■ TASK TO COMPLETE ■
Keep the pictures out and restate every record exactly.

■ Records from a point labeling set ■
-- Begin --

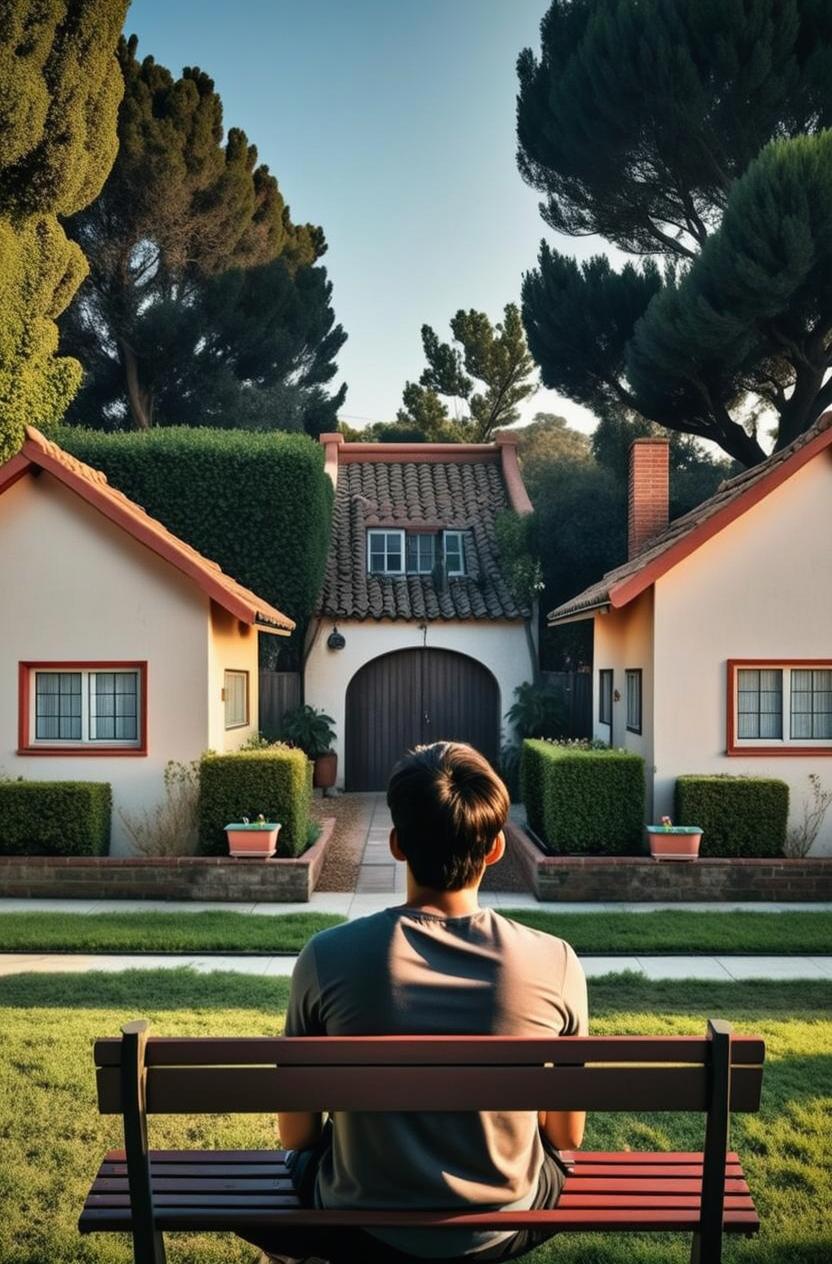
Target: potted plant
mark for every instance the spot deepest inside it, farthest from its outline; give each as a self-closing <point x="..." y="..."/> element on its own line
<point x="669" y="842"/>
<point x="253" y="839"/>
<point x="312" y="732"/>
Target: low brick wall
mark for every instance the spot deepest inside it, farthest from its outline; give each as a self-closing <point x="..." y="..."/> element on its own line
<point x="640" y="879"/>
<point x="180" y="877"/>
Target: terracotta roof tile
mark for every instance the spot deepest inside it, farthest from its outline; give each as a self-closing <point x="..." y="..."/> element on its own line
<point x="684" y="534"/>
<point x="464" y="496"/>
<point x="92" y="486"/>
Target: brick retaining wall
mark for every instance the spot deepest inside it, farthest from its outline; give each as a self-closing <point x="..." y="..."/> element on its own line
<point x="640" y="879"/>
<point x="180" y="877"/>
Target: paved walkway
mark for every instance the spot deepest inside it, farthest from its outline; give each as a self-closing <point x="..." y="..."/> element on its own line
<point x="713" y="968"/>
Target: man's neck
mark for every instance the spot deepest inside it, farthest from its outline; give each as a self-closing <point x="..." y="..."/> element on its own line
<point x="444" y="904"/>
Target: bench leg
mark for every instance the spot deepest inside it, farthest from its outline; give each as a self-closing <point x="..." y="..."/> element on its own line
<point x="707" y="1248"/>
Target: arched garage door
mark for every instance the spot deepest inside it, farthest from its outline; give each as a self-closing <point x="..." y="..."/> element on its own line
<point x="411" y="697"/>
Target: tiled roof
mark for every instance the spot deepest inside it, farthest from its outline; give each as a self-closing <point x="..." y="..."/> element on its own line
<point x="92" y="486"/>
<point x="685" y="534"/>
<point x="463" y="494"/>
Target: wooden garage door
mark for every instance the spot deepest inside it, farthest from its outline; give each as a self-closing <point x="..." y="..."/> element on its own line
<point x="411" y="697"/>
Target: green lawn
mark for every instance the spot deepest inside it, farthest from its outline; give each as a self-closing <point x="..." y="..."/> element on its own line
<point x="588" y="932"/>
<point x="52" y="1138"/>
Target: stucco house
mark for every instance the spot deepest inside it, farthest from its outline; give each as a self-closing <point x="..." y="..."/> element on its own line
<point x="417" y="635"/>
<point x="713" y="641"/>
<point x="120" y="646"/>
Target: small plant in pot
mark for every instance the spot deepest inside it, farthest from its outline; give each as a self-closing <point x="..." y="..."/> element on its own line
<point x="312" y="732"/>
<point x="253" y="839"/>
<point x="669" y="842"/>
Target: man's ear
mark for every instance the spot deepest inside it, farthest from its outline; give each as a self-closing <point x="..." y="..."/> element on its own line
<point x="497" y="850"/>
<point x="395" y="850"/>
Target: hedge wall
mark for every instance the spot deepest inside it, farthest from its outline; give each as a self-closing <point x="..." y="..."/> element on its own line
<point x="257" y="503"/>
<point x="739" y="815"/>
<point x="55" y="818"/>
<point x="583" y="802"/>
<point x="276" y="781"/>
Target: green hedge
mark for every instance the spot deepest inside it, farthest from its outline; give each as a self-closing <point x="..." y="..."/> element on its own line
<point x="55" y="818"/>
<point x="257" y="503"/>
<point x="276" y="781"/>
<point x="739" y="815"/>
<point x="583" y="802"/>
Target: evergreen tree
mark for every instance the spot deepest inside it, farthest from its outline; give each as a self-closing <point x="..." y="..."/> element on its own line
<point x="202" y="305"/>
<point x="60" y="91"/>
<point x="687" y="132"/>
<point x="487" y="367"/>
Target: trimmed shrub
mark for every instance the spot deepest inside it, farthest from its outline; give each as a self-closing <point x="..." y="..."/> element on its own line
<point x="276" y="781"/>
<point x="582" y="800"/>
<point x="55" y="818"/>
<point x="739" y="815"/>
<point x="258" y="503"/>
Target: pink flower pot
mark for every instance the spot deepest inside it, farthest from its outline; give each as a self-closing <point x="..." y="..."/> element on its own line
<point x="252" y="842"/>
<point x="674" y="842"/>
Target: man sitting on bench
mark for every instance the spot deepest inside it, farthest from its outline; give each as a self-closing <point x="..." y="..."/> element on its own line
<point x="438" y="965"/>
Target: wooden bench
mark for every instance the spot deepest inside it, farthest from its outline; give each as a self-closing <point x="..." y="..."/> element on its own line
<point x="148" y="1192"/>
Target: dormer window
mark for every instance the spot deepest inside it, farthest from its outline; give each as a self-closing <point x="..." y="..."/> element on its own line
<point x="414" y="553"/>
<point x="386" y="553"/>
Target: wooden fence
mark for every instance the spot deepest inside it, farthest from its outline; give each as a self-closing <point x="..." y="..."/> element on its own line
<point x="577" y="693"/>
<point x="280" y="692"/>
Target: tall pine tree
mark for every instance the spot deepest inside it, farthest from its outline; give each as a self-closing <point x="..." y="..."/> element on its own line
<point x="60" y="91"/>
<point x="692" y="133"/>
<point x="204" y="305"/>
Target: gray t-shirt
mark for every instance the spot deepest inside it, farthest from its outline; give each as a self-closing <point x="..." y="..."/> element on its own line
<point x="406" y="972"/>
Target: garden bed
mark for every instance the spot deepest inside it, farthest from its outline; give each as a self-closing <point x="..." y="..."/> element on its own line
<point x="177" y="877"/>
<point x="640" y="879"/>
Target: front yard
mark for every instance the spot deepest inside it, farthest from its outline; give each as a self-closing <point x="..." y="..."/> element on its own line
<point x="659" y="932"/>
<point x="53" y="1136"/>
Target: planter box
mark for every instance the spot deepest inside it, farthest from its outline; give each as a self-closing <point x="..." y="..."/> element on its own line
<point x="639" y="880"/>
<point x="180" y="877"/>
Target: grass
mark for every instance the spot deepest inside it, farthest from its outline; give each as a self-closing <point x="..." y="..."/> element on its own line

-- End --

■ EXERCISE SOLUTION ■
Target: potted plant
mark for every instance the spot deepest inside it, farthest from its outline; give each as a self-closing <point x="..." y="..."/> element on its own line
<point x="669" y="842"/>
<point x="253" y="839"/>
<point x="312" y="732"/>
Target: low brick wall
mark for every instance the spot deepest inside it, farthest from its outline; give each as a self-closing <point x="..." y="..."/> element on its own line
<point x="640" y="879"/>
<point x="180" y="877"/>
Target: terracotta roof tile
mark for every instance the spot deepest inside it, farthest from its outline; give each as a self-closing <point x="..." y="..."/> element on its own line
<point x="684" y="534"/>
<point x="464" y="496"/>
<point x="92" y="486"/>
Target: brick retaining wall
mark for every instance the spot deepest inside it, farthest from its outline; give each as a self-closing <point x="..." y="..."/> element on its own line
<point x="640" y="879"/>
<point x="180" y="877"/>
Target: paved walkway
mark for every instance the spot deepest inside it, farthest from its outline; give each as a self-closing <point x="..." y="..."/> element on its own line
<point x="713" y="968"/>
Target: man's neck
mark for every instance the spot deepest inside it, farthest from its outline; give each as a self-closing <point x="..." y="..."/> element on its own line
<point x="444" y="904"/>
Target: bench leg
mark for every instance the spot deepest inside it, farthest from its outline; give each as a self-closing <point x="..." y="..."/> element on its own line
<point x="707" y="1248"/>
Target: arched garage door
mark for every instance the spot deepest inside it, farthest from its outline; give each as a self-closing <point x="..." y="..."/> element on its own line
<point x="411" y="697"/>
Target: tiled roof
mark for every instance the spot deepest inside it, farthest from its outline; give each as a self-closing <point x="..." y="..."/> element on its own line
<point x="92" y="486"/>
<point x="685" y="534"/>
<point x="463" y="494"/>
Target: wooden garage door
mark for every instance the spot deepest inside it, farthest from its outline; give each as a self-closing <point x="..." y="..."/> element on its own line
<point x="411" y="697"/>
Target: green lawn
mark for every instance the spot deepest inside it, farthest from its outline; give each as a self-closing <point x="..." y="..."/> element on its own line
<point x="588" y="932"/>
<point x="52" y="1138"/>
Target: stucco house
mark for every instance the spot deepest inside it, farthest from its outline; give each as a self-closing <point x="..." y="..."/> element on its own line
<point x="417" y="635"/>
<point x="713" y="641"/>
<point x="120" y="646"/>
Target: small plant in pot
mark for every instance the spot deepest inside it, farthest from its outline; give each as a self-closing <point x="..." y="..."/> element on its own line
<point x="312" y="732"/>
<point x="253" y="839"/>
<point x="669" y="842"/>
Target: man's ear
mark for every instance the spot deepest inside it, farthest from its outline; give each as a self-closing <point x="..." y="..."/> element on its own line
<point x="497" y="850"/>
<point x="395" y="850"/>
Target: hedge wall
mark for every instance the spot deepest inside it, farthest from its outline; give each as a self-closing <point x="..." y="..."/> element on its own line
<point x="257" y="503"/>
<point x="739" y="815"/>
<point x="55" y="818"/>
<point x="583" y="802"/>
<point x="276" y="781"/>
Target: green hedge
mark for every instance the spot deepest inside it, farthest from its outline; give each as a self-closing <point x="..." y="..."/> element on its own line
<point x="55" y="818"/>
<point x="257" y="503"/>
<point x="276" y="781"/>
<point x="739" y="815"/>
<point x="583" y="802"/>
Target: evergreen tree
mark for every instance the spot deepest inside it, farthest from its outline; give each as a self-closing <point x="..." y="..."/> element on its own line
<point x="202" y="305"/>
<point x="60" y="91"/>
<point x="687" y="132"/>
<point x="487" y="367"/>
Target: trimmed shrub
mark for every instance the spot deepest inside it, farthest from its outline; give each as a self-closing <point x="..." y="..."/> element on its own line
<point x="276" y="781"/>
<point x="582" y="800"/>
<point x="55" y="818"/>
<point x="739" y="815"/>
<point x="258" y="503"/>
Target: pink flower pot
mark for every instance the spot deepest inside it, farthest from its outline; give each as a self-closing <point x="..." y="..."/> element on its own line
<point x="252" y="842"/>
<point x="674" y="842"/>
Target: man sitting on bench
mark for every instance the spot deepest inside it, farthest from its outline; give each as a self-closing <point x="..." y="..."/> element on its own line
<point x="438" y="965"/>
Target: wooden bench
mark for every instance the spot deepest inside it, farthest from its outline; give each as a self-closing <point x="..." y="..."/> element on its own line
<point x="148" y="1192"/>
Target: dormer window
mark for every instance the spot deepest inside it, farthest from its outline; give each as a self-closing <point x="..." y="..."/> element on its own line
<point x="414" y="553"/>
<point x="386" y="553"/>
Target: wooden fence
mark for every instance the spot deepest inside it, farthest from its outline; give each as a self-closing <point x="..." y="..."/> element on its own line
<point x="577" y="693"/>
<point x="280" y="692"/>
Target: tall pine tree
mark for every instance the spot deepest inside it, farthest from its outline; give each as a self-closing <point x="..." y="..."/> element on its own line
<point x="60" y="91"/>
<point x="692" y="133"/>
<point x="204" y="305"/>
Target: gray t-shirt
mark for every instance the spot deepest inside it, farthest from its outline; give each as a self-closing <point x="..." y="..."/> element on its own line
<point x="406" y="972"/>
Target: garden bed
mark for every instance the spot deepest inside it, farthest from its outline; give each as a self-closing <point x="..." y="..."/> element on its own line
<point x="177" y="877"/>
<point x="640" y="879"/>
Target: front yard
mark for every instance the spot deepest inside it, farthest from its outline; give each as a self-closing <point x="..." y="..."/> element on its own line
<point x="659" y="932"/>
<point x="53" y="1136"/>
Target: planter box
mark for every instance the spot deepest inside it, farthest from its outline; give each as a self-closing <point x="..." y="..."/> element on its own line
<point x="639" y="880"/>
<point x="180" y="877"/>
Target: grass
mark for every instance the spot deepest inside it, farthest from its outline; give each as a self-closing <point x="..." y="..."/> element on its own line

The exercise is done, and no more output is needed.